## PROBLEM TO SOLVE
Convert every line of the records below into a JSON list of strings, one string per line, with blank lines and the pictures left out.

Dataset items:
■ ■ ■ ■ ■ ■ ■

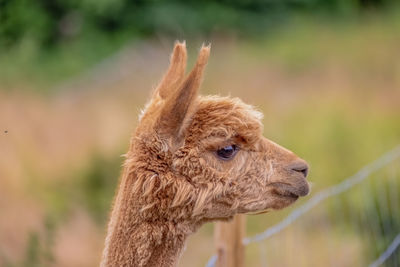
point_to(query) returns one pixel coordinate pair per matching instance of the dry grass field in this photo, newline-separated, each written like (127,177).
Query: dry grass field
(328,92)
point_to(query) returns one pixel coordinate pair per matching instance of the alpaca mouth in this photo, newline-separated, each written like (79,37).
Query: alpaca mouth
(289,191)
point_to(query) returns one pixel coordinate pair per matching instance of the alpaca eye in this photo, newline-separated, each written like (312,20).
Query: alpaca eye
(227,152)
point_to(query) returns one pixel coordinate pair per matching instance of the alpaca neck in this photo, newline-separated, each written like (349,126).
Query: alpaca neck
(134,241)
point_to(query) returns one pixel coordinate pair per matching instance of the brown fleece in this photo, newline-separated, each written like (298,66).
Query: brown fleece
(173,179)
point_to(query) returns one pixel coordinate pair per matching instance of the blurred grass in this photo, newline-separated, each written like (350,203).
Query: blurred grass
(330,91)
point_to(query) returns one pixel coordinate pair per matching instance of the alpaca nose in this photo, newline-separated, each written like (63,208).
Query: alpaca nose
(299,166)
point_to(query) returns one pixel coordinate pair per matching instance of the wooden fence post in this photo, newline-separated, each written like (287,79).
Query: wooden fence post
(228,240)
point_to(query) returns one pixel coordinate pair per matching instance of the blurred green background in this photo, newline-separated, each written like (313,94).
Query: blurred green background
(75,74)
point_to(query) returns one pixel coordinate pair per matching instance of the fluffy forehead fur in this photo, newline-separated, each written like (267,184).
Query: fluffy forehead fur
(175,178)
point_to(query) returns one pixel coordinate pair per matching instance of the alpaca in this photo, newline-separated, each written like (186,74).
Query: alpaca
(194,159)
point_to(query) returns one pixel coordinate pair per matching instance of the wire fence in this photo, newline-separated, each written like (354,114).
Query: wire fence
(329,192)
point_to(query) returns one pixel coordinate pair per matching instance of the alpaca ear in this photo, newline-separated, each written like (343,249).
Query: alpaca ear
(179,100)
(175,73)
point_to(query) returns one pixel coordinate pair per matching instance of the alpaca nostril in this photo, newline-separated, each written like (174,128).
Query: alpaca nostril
(300,166)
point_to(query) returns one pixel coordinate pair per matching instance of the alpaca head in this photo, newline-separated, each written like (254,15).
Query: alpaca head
(205,157)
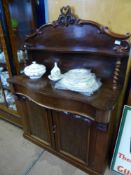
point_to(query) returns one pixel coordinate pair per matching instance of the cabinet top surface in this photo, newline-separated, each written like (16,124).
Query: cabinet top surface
(104,99)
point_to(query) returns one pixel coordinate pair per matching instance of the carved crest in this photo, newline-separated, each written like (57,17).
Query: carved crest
(66,17)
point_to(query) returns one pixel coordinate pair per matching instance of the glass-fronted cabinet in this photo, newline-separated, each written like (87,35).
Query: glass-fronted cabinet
(17,20)
(6,97)
(8,109)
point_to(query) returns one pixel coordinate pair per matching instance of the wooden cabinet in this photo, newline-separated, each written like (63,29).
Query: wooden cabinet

■ ■ ■ ■ ■ ■ ■

## PROBLEM SOLUTION
[
  "point_to(query) returns one pixel coordinate pair per matching instance of the dry grass field in this photo, newline-separated, each written like (127,177).",
  "Query: dry grass field",
  "(328,92)",
  "point_to(query) returns one pixel coordinate pair per matching instance of the alpaca mouth in this photo, newline-separated, each written like (79,37).",
  "Query: alpaca mouth",
  "(289,191)",
  "point_to(query) returns one pixel coordinate pair per matching instance of the alpaca eye in this photo, newline-separated, each written like (312,20).",
  "Query: alpaca eye",
  "(227,152)",
  "point_to(query) returns one pixel coordinate pair per matching instance of the alpaca neck in this photo, newline-separated, each written like (349,126).",
  "Query: alpaca neck",
  "(134,241)",
  "point_to(query) returns one pixel coordinate pair per matching instance of the brown fleece in this photo, newline-separated, each written like (298,66).",
  "Query: brown fleece",
  "(173,179)",
  "point_to(query) returns one pixel coordinate pair per matching instance of the blurred grass in this photo, newline-separated, each written like (350,203).",
  "Query: blurred grass",
  "(330,91)",
  "point_to(query) returns one pixel coordinate pair per matching instance of the alpaca nose in this photo, newline-separated, each written like (63,208).",
  "Query: alpaca nose",
  "(299,166)",
  "point_to(query) returns one pixel coordinate pair per matching instance of the wooden fence post in this photo, newline-separated, each written like (287,79).",
  "Query: wooden fence post",
  "(228,240)",
  "point_to(query) returns one pixel coordinate pair per matching instance of the blurred green background in this photo, newline-separated, each written like (313,94).",
  "Query: blurred green background",
  "(75,74)",
  "point_to(query) returns one pixel coordinate pair per matching instance of the fluffy forehead fur in this photo, newline-separated, each written like (267,184).",
  "Query: fluffy forehead fur",
  "(175,178)",
  "point_to(query) returns one pixel coordinate pair per matching instance of the alpaca in this photo, newline-separated, each written like (186,74).",
  "Query: alpaca",
  "(194,159)",
  "point_to(query) returns one pixel coordinate pair per matching instance of the wire fence in this photo, newline-separated, each written like (354,114).",
  "Query: wire fence",
  "(329,192)",
  "point_to(query) returns one pixel coordinate pair per matching instance of the alpaca ear in this photo, newline-separated, each written like (343,249).",
  "Query: alpaca ear",
  "(179,100)",
  "(175,73)",
  "point_to(query) returns one pixel coordinate pair per matching instance of the alpaca nostril in this photo, newline-separated, each written like (174,128).",
  "Query: alpaca nostril",
  "(300,166)",
  "point_to(query) returns one pixel coordinate pair per matching instance of the alpaca head in this photo, newline-separated, each written like (254,15).",
  "Query: alpaca head",
  "(205,157)",
  "point_to(query) returns one pixel coordinate pair per matching instance of the cabinet top surface in this photo, newline-separated, each written like (16,124).",
  "Query: cabinet top surface",
  "(104,99)",
  "point_to(query) returns one pixel coordinate pair per matching instance of the carved crest in this photo, newline-separated, each written like (57,17).",
  "Query: carved crest",
  "(66,17)",
  "point_to(query) returns one pixel coordinate pair per matching instance of the glass-fronted cabinet in this photo, newline-separated, each written like (87,35).",
  "Query: glass-fronted cabinet",
  "(17,20)",
  "(6,97)",
  "(8,109)",
  "point_to(query) returns one pixel coordinate pair per matching instance of the wooden cabinet in this photo, newline-separated, each written like (63,29).",
  "Query: wooden cabinet"
]